Bugün pandemi dolayısıyla dünyanın 38 ayrı ülkesinde bin 600 Kübalı doktor ve sağlık personeli insanlığın hizmetinde görev yapıyor. Bunların yarıdan fazlası ise kadınlardan oluşuyor. Küba için bu yardımlar son derece insani, doğal ve dahası yaratılan devrimci bir geleneğin ürünüdürler. Geçmişte Fidel Castro, yaratılan bu geleneği şu özlü cümlelerle ifade ediyordu:
“Biz başka dünya halklarına bomba göndermiyoruz. Şehirlerini bombalamak için yüzlerce uçak da göndermiyoruz. Bizim nükleer, kimyasal, biyolojik silahlarımız yok. Bilim insanlarımızı ve doktorlarımızı hayat kurtarsınlar diye yetiştirdik. Doktorlarımız ve araştırma merkezleri bizim gururumuz. Onbinlerce Kübalı doktor dünyanın en uzak ve yaşaması zor bölgelerinde uluslararası hizmet verdiler. Biz dünyanın en uzak ve yaşanması zor bölgelerine ne amaçla olursa olsun asla saldırmayacağız. Ama biz dünyanın en uzak ve yaşanması zor bölgelerine doktorlar gönderebilir olacağız demiştim. Doktorlar, bombalar değil, doktorlar! Hedefini şaşırmayan akıllı bombalar değil. Çünkü insanları namertçe öldüren bombalar asla akıllı olamaz.”

· · ·

> Yapılacak işlem A: Kübalı doktorlarla ilgili metne göre pandemi nedeniyle Kübalı doktor ve sağlık personeli kaç ülkede görev yapıyor?
> Yapılacak işlem B: Kübalı doktorları anlatan metni son cümlesinden sonra devam ettirin.

> Sağlanan veriler:
· · ·

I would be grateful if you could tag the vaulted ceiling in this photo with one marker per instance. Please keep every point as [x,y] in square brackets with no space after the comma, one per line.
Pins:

· · ·

> Görev yanıtı A: Dünyanın 38 ayrı ülkesinde görev yapıyorlar.

> Görev yanıtı B:
Böyle bir ahlak ve felsefe ile donanmış bir ülke ve onun lideri Castro 2005 yılında “Henry Reeve Acil Tıp Tugayı”nı kurdu. Bu tugayda 179 doktor, 399 hemşire ve 15 sağlık teknolojisi uzmanı görev yapıyor. Doğal afetlere ve salgınlara hızla müdahale etmek amacıyla kurulan tugay, 19 yüzyılda birinci Küba bağımsızlık savaşına katılmış ABD doğumlu generalin adını taşıyor. Küba’nın bu tugaylarda görev alabilecek 95 bin doktor ve 84 bin hemşiresi bulunuyor.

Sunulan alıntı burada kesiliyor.